▶ **PAGE EXTRACT**:

# Gorecki Symphony No. 3 Recordings



## cello suite (Jul 31, 2018)

What is your favorite rendition of this masterful work?

Polish National Radio Symphony Orchestra? The London Sinfonietta?

Or some other?


----------



## julide (Jul 24, 2020)

What's the point... i don't think any other performance will reveal anything about such a barren work.


----------



## Bulldog (Nov 21, 2013)

I favor the London Sinfonietta with Dawn Upshaw on Nonesuch - scrumptious all-around. However, I've enjoyed every performance heard.


----------



## Ekim the Insubordinate (May 24, 2015)

I am quite happy with my recording by Takuo Yuasa leading the Adelaide Symphony Orchestra on ABC Classics.


----------



## Granate (Jun 25, 2016)

It's surprising that such a divisive symphony (it's very difficult to leave you indifferent) has no recording thread.

For the firmly classical tradition and genuine Polish, I own and recommend the Antoni Wit CD (with other great minimalistic short pieces).

If you can tolerate non-operatic voices on microphone, the Penderecki and Beth Gibbons recording is a landmark for its sound quality and arresting emotions brought up by the orchestra and especially the singer.


----------



## bluto32 (Apr 25, 2015)

I have the Zinman/Upshaw and Wit/Kilanowicz already mentioned in this thread and think they are both absolutely excellent. I also got Kord/Koslowska on Decca a while back, but don't like the soprano's voice as much.


----------



## Rogerx (Apr 27, 2018)

London Sinfonietta with Dawn Upshaw on Nonesuch.


----------



## flamencosketches (Jan 4, 2019)

I bonded early with Upshaw/Zinman/London Sinfonietta. I'll be listening to it for the rest of my life.

▶ **JOB 1**: Report, in full, every line of the listing that contains the word "bride".
The forum thread above and the listing that comes next are drawn from separate, unrelated sources.

▶ **DATA LINES**:
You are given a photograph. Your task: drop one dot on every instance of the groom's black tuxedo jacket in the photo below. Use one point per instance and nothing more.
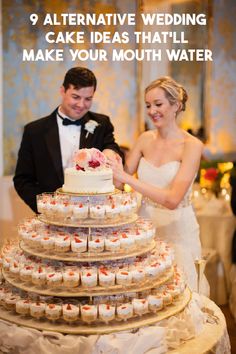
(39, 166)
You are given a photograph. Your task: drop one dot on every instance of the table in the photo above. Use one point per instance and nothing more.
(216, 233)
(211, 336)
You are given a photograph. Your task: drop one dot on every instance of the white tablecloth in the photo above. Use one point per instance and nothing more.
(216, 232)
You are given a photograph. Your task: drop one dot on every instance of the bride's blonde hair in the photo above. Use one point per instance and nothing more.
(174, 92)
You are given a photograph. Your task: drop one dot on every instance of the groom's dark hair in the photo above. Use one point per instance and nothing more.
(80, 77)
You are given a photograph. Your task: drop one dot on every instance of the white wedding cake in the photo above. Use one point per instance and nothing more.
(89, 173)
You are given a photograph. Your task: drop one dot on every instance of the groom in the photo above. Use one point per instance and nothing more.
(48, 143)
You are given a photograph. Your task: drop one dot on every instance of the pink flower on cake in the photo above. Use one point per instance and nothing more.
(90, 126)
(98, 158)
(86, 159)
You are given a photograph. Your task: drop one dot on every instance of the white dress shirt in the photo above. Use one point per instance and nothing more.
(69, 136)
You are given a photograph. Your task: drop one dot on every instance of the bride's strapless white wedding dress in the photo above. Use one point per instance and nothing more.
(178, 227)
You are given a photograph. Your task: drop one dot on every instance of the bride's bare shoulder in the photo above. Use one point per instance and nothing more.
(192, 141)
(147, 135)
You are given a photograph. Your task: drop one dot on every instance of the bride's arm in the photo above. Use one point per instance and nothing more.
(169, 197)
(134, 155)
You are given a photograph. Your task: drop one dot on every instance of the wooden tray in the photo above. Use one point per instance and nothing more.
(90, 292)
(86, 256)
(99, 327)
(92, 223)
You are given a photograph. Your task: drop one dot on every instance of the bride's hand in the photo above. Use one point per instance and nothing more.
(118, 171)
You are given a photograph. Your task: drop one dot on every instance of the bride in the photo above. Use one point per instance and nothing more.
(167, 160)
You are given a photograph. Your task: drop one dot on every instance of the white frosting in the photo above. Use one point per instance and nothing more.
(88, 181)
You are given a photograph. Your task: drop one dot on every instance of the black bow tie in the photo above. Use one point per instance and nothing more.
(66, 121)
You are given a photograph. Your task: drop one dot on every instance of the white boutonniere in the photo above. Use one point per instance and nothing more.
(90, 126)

▶ **JOB 2**: Extend the forum thread on recordings of Gorecki's Third Symphony, continuing on from its final post.

▶ **WRITTEN RESPONSE 1**:
You are given a photograph. Your task: drop one dot on every instance of the bride's blonde hair in the photo above. Use one point per instance and nothing more.
You are given a photograph. Your task: drop one dot on every instance of the bride's strapless white wedding dress in the photo above. Use one point per instance and nothing more.
You are given a photograph. Your task: drop one dot on every instance of the bride's bare shoulder in the photo above. Use one point per instance and nothing more.
You are given a photograph. Your task: drop one dot on every instance of the bride's arm in the photo above. Use one point per instance and nothing more.
You are given a photograph. Your task: drop one dot on every instance of the bride's hand in the photo above. Use one point per instance and nothing more.
You are given a photograph. Your task: drop one dot on every instance of the bride in the photo above. Use one point per instance and nothing more.

▶ **WRITTEN RESPONSE 2**:
That being said I am trying to branch out and hear some other recordings... and there are many of them. Wit on Naxos I'm sure is excellent; I was just thinking of buying a copy. I have Beth Gibbons w/ Penderecki and the Polish National RSO which I like for its brisker tempi and because I am a huge fan of her work with Portishead, but she is singing into a microphone which I suspect is a dealbreaker for some.


----------



## joen_cph (Jan 17, 2010)

bluto32 said:


> I have the Zinman/Upshaw and Wit/Kilanowicz already mentioned in this thread and think they are both absolutely excellent. I also got Kord/Koslowska on Decca a while back, but don't like the soprano's voice as much.


Indeed, the different qualities - or any lack thereof - of the soprano voice, are essential in recordings of that work. There's a both intimate or more operatic dimension to the solo voice lines, so the demands for characterization and technique are quite high.


----------



## Coach G (Apr 22, 2020)

I'm sure there are many solid recordings of Gorecki's _Symphony of Sorrowful Songs_. After hearing the Upshaw/Zinman recording on classical radio, and purchasing that version, I never found it to be very satisfying and never felt the need to look elsewhere in order to get a different take on it.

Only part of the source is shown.